--- START DATA PROVIDED ---
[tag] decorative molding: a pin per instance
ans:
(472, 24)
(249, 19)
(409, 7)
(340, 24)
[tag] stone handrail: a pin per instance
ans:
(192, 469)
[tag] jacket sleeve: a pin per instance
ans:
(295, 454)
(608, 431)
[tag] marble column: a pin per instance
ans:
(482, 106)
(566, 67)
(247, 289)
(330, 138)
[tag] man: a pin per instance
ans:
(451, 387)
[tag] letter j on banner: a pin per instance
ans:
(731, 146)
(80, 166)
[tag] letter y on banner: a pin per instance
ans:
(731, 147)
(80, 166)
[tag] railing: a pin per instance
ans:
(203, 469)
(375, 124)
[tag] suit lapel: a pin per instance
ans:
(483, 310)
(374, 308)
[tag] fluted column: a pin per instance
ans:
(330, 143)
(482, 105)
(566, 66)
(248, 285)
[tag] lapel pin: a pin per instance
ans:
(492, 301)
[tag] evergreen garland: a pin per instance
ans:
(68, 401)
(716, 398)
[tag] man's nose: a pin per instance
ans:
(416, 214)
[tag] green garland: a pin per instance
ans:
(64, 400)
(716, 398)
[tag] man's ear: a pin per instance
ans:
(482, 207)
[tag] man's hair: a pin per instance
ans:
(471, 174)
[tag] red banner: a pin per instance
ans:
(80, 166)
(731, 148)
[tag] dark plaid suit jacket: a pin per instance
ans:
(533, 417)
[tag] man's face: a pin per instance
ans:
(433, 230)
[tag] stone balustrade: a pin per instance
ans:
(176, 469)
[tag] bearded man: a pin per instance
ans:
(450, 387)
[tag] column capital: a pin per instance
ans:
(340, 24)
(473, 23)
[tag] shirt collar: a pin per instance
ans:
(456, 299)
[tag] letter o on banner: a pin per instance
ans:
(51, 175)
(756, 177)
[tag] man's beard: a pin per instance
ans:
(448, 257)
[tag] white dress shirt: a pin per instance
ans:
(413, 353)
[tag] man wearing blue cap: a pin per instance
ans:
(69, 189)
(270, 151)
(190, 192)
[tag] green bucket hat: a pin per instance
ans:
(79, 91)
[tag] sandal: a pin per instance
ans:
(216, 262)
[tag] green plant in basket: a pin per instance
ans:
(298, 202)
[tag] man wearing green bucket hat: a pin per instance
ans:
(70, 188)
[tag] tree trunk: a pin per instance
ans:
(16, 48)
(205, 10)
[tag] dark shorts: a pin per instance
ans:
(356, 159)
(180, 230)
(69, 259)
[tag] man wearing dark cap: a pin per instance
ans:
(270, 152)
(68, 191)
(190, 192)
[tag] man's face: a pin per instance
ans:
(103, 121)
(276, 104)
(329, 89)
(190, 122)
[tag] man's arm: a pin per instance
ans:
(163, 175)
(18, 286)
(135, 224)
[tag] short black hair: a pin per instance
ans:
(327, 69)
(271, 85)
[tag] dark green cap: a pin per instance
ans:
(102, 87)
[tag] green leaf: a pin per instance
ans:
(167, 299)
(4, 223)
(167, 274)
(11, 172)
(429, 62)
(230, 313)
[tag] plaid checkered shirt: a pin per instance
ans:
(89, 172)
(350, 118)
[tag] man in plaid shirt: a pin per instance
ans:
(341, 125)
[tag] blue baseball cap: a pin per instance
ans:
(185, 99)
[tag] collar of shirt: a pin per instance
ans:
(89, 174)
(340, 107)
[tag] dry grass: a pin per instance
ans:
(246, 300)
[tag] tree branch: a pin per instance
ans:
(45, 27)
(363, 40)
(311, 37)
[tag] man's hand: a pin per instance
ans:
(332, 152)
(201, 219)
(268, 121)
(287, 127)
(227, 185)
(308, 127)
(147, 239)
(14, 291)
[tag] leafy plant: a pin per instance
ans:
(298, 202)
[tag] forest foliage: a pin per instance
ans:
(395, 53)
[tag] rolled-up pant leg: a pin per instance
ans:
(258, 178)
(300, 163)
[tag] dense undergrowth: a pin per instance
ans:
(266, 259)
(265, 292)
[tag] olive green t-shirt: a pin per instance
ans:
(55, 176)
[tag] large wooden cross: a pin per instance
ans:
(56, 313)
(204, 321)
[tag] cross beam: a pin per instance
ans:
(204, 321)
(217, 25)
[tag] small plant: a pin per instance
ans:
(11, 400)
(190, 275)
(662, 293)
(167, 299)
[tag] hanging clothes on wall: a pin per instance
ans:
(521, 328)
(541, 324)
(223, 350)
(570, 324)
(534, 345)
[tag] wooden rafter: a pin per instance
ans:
--- END DATA PROVIDED ---
_TASK OBJECTIVE_: Print the listing above in full, exactly as it is.

_THE RESPONSE_:
[tag] decorative molding: a pin per instance
ans:
(472, 24)
(249, 19)
(409, 7)
(340, 24)
[tag] stone handrail: a pin per instance
ans:
(192, 469)
[tag] jacket sleeve: a pin per instance
ans:
(295, 454)
(608, 431)
[tag] marble column: a pin per instance
ans:
(482, 106)
(566, 67)
(247, 289)
(330, 138)
[tag] man: a pin per instance
ans:
(451, 387)
[tag] letter j on banner: a pin per instance
ans:
(731, 146)
(80, 166)
[tag] letter y on banner: a pin per instance
ans:
(731, 147)
(80, 166)
[tag] railing: a pin per instance
ans:
(203, 469)
(375, 124)
[tag] suit lapel: a pin per instance
ans:
(483, 310)
(374, 308)
[tag] fluted column: a pin per instance
ans:
(330, 143)
(482, 105)
(566, 66)
(248, 285)
[tag] lapel pin: a pin per instance
ans:
(492, 301)
[tag] evergreen garland: a pin per instance
ans:
(68, 401)
(716, 398)
[tag] man's nose: a pin per instance
ans:
(416, 214)
[tag] green garland: a pin per instance
ans:
(64, 400)
(716, 398)
[tag] man's ear: a pin per instance
ans:
(482, 207)
[tag] man's hair: a pin per instance
ans:
(471, 174)
[tag] red banner: a pin per instance
ans:
(80, 166)
(731, 148)
[tag] dark plaid suit jacket: a pin per instance
ans:
(533, 417)
[tag] man's face: a pin per instance
ans:
(433, 230)
[tag] stone balustrade: a pin per instance
ans:
(176, 469)
[tag] bearded man: a pin per instance
ans:
(450, 387)
[tag] column capital: a pin per instance
ans:
(340, 24)
(473, 23)
[tag] shirt collar: a pin per instance
ans:
(456, 299)
[tag] letter o on banner: a pin per instance
ans:
(51, 175)
(756, 177)
[tag] man's beard: a pin per instance
ans:
(448, 257)
[tag] white dress shirt: a pin per instance
ans:
(413, 353)
[tag] man wearing blue cap: a pin per instance
ans:
(69, 189)
(270, 151)
(190, 192)
[tag] green bucket hat: a pin per instance
ans:
(79, 91)
[tag] sandal: a pin per instance
ans:
(216, 262)
[tag] green plant in basket: a pin per instance
ans:
(298, 202)
[tag] man wearing green bucket hat: a pin per instance
ans:
(70, 188)
[tag] tree trunk: a pin per instance
ans:
(16, 48)
(205, 10)
[tag] dark shorts: a pin per instance
ans:
(356, 159)
(180, 230)
(69, 259)
[tag] man wearing dark cap: a pin per instance
ans:
(270, 152)
(68, 191)
(190, 192)
[tag] man's face: a pin per instance
ans:
(103, 121)
(276, 104)
(329, 89)
(190, 122)
[tag] man's arm: a pin per instance
ans:
(163, 175)
(18, 286)
(135, 224)
[tag] short black hair: a pin per instance
ans:
(327, 69)
(271, 85)
[tag] dark green cap: a pin per instance
ans:
(102, 87)
[tag] green leaf: a pin per instance
ans:
(167, 299)
(4, 223)
(167, 274)
(11, 172)
(429, 62)
(230, 313)
[tag] plaid checkered shirt: a pin per instance
ans:
(89, 172)
(350, 118)
[tag] man in plaid shirt: a pin per instance
ans:
(341, 125)
[tag] blue baseball cap: a pin per instance
ans:
(185, 99)
[tag] collar of shirt: a pin per instance
ans:
(89, 174)
(340, 107)
[tag] dry grass: a pin per instance
ans:
(246, 300)
[tag] tree branch: a pin per instance
ans:
(45, 27)
(363, 40)
(311, 37)
[tag] man's hand: a pin per instance
ans:
(332, 152)
(201, 219)
(268, 121)
(287, 127)
(227, 185)
(308, 127)
(147, 239)
(14, 291)
[tag] leafy plant: a pin per instance
ans:
(298, 202)
[tag] forest foliage: a pin per instance
ans:
(395, 53)
[tag] rolled-up pant leg: a pin per instance
ans:
(258, 178)
(300, 163)
[tag] dense undergrowth: a pin per instance
ans:
(266, 259)
(265, 292)
[tag] olive green t-shirt: a pin per instance
ans:
(55, 176)
[tag] large wooden cross: a pin per instance
ans:
(56, 313)
(204, 321)
[tag] cross beam: a pin per instance
ans:
(204, 321)
(217, 25)
[tag] small plant: a pin per instance
ans:
(11, 400)
(190, 275)
(662, 293)
(167, 299)
[tag] hanging clothes on wall: a pin per instance
ans:
(521, 328)
(541, 324)
(223, 350)
(570, 324)
(534, 345)
[tag] wooden rafter: a pin per instance
ans:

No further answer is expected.